## Task requirements
a - Copy the passage of the Costa Rica bird blog post from "I’ll just be" up to and including "fight its reflection.".
b - Summarize the Costa Rica bird blog post in two sentences.
c - Rewrite the paragraph of the Costa Rica bird blog post beginning "This March tour stays at six different lodges" as a short bulleted list that keeps its main facts.

## Reading text

Somehow, I
ended up taking a lot of bird photos on my Costa Rica in Spring tour this past
March – so many that I thought I’d do a blog with just the bird photos. I wanted
to also mention that I have another, slightly shorter tour to Costa Rica this coming late
July with a couple spaces still open.
This March
tour stays at six different lodges, while my July tour goes to only five,
mostly different ones. The one place that both have in common is the Savegre
River Valley and the Cerro de la Muerte area, famous for its large population
of Resplendent Quetzals. When designing this exciting summer tour a few years
ago, I wanted to make it significantly different from the spring tour (one
should definitely come to Costa Rica at least twice!). But I also decided one just
cannot come on any birding tour to Costa Rica and miss the most magnificent members
of the family Trogonidae, and considered by some to be one of the world’s most
spectacular birds. This past month we saw five and heard three or four others
in our one full day here.
I had a
co-leader-in-training with me on this tour, Luke Seitz, even though we had only
eight participants. With Luke’s extra help, almost everyone saw every bird, and
Luke even had the time to take some stunning photos with his high-end
photography setup.
I’ll just be
posting what I got here with my comparatively crude Canon PowerShot SX60HS,
such as this Long-tailed Silky-flycatcher, which in the darker afternoon light
and backlit sky was difficult to photograph. We saw these in several places, this
first one being on the drive down the Savegre River valley our first afternoon.
Savegre
Mountain Lodge had a few hummingbird feeders, but there were so many flowers
blooming this year, there weren’t many birds coming to them. This
White-throated Mountain-gem also worked hard to keep many of them away from one
feeder.
This
Spangle-cheeked Tanager kept returning to the deck outside the restaurant
windows, I think to fight its reflection.
We saw
several Black Guans, mostly where they belong up in trees, but a pair of them
along the jeep track just above our lodge provided the best photo op.

## Collected data
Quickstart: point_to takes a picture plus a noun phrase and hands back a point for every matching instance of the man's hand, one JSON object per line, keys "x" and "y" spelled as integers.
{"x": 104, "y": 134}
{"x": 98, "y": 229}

## Solutions
a -
I’ll just be
posting what I got here with my comparatively crude Canon PowerShot SX60HS,
such as this Long-tailed Silky-flycatcher, which in the darker afternoon light
and backlit sky was difficult to photograph. We saw these in several places, this
first one being on the drive down the Savegre River valley our first afternoon.
Savegre
Mountain Lodge had a few hummingbird feeders, but there were so many flowers
blooming this year, there weren’t many birds coming to them. This
White-throated Mountain-gem also worked hard to keep many of them away from one
feeder.
This
Spangle-cheeked Tanager kept returning to the deck outside the restaurant
windows, I think to fight its reflection.

b - The writer took many bird photos on a March tour of Costa Rica that stayed at six lodges. Like a shorter late-July tour with a couple of spaces still open, it visited the Savegre River Valley and Cerro de la Muerte area, famous for Resplendent Quetzals, and with help from co-leader-in-training Luke Seitz almost everyone saw every bird, including a Long-tailed Silky-flycatcher, a White-throated Mountain-gem, a Spangle-cheeked Tanager, and Black Guans.

c -
- The March tour stays at six lodges, and the July tour goes to five, mostly different ones.
- Both tours visit the Savegre River Valley and the Cerro de la Muerte area, famous for its large population of Resplendent Quetzals.
- The summer tour was designed to be significantly different from the spring tour, but it still includes the quetzals, which belong to the family Trogonidae and are considered by some to be among the world's most spectacular birds.
- This past month the group saw five quetzals and heard three or four others in one full day there.